▸ Excerpt to read:
First the user may use the cocking mechanism 30 to move the
bowstring 18 from the un-cocked position to the cocked position. As
explained above, in some embodiments cocking the bowstring 18 is
accomplished using a drawing mechanism 34 and a claw 32. The user
may then counter rotate the handle 50 to remove tension from the
cocking cable segments 44, 44 and then remove and store the claw
32. The handle 50 then may be removed, if desired. Before the
crossbow 10 can be fired, the user may have to do two things.
First, the user may have to properly insert the arrow (not shown).
Insertion of the arrow causes the dry-fire link 192 to move from
the first dry-fire link position to the second dry-fire link
position. Second, the user may have to move the safety activator
132 from the first safety activator position into the second safety
activator position. Note that movement of the safety activator 132
from the first safety activator position into the second safety
activator position does not move the de-cock activator 222 from the
first de-cock activator position into the second de-cock activator
position. As explained above, in some embodiments this movement of
the safety activator 132 is accomplished by pushing the safety
activator 132 laterally inward overcoming the biasing force of the
safety activator biasing device 134. If the user now pulls the
trigger 66, the crossbow 10 will fire; shooting the arrow and
returning the crossbow 10 to the un-cocked position. Firing the
crossbow 10 moves the trigger link 64 from the first trigger link
position (shown in FIG. 8) to the second trigger link position
(shown in FIG. 11). This movement of the trigger link 64 permits
the string latch biasing device 84 to move the string latch 62 from
the first string latch position (shown in FIG. 8) to the second
string latch position (shown in FIG. 11).

▸ Stored data:
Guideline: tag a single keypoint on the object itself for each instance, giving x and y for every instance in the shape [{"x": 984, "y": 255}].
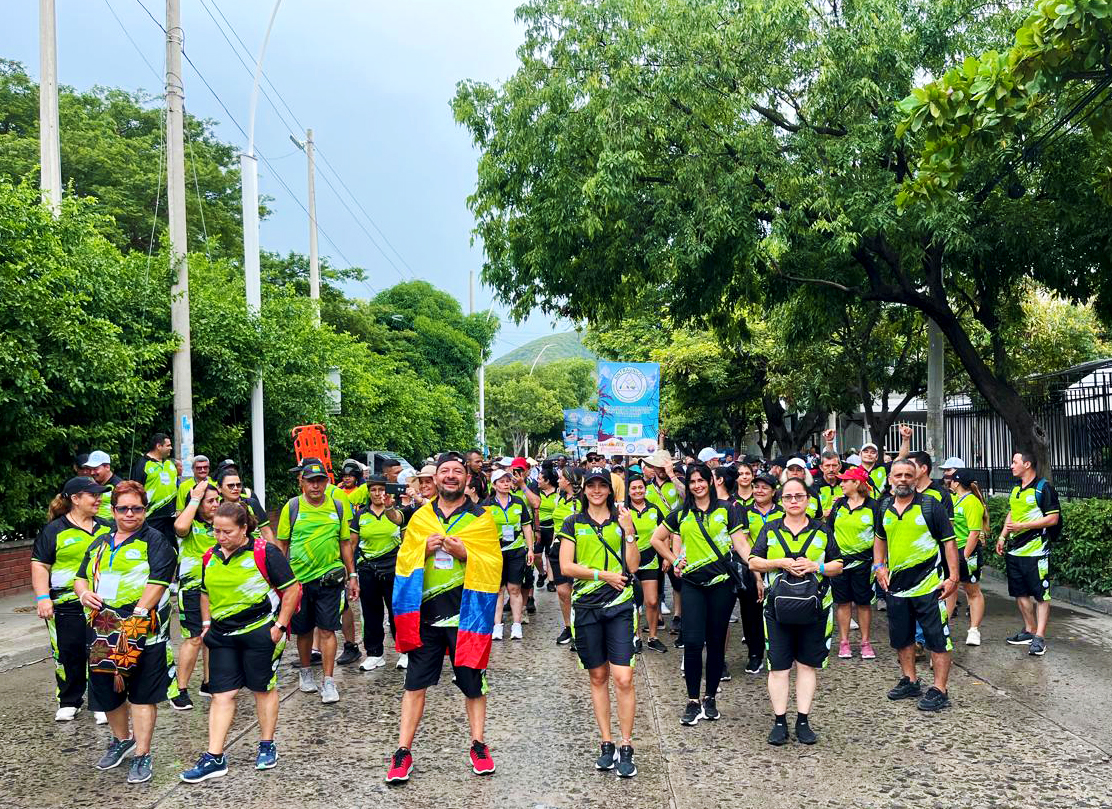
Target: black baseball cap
[{"x": 77, "y": 486}]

▸ What you need to do:
A. Decide whether each statement agrees with the crossbow passage, answering yes or no and quoting the words that decide it. (i) Moving the safety activator into its second position also moves the de-cock activator into its second position. (ii) Inserting the arrow moves the dry-fire link from its first position to its second position. (iii) Firing leaves the crossbow in the cocked position.
B. Reproduce word for word the stretch of the crossbow passage from "First the user" through "arrow (not shown).".
The lines above come from a different source than the crossbow passage.

▸ Solutions to the exercise:
A.
(i) No: "does not move the de-cock activator 222 from the first de-cock activator position into the second de-cock activator position"
(ii) Yes: "Insertion of the arrow causes the dry-fire link 192 to move from the first dry-fire link position to the second dry-fire link position"
(iii) No: "shooting the arrow and returning the crossbow 10 to the un-cocked position"

B.
First the user may use the cocking mechanism 30 to move the
bowstring 18 from the un-cocked position to the cocked position. As
explained above, in some embodiments cocking the bowstring 18 is
accomplished using a drawing mechanism 34 and a claw 32. The user
may then counter rotate the handle 50 to remove tension from the
cocking cable segments 44, 44 and then remove and store the claw
32. The handle 50 then may be removed, if desired. Before the
crossbow 10 can be fired, the user may have to do two things.
First, the user may have to properly insert the arrow (not shown).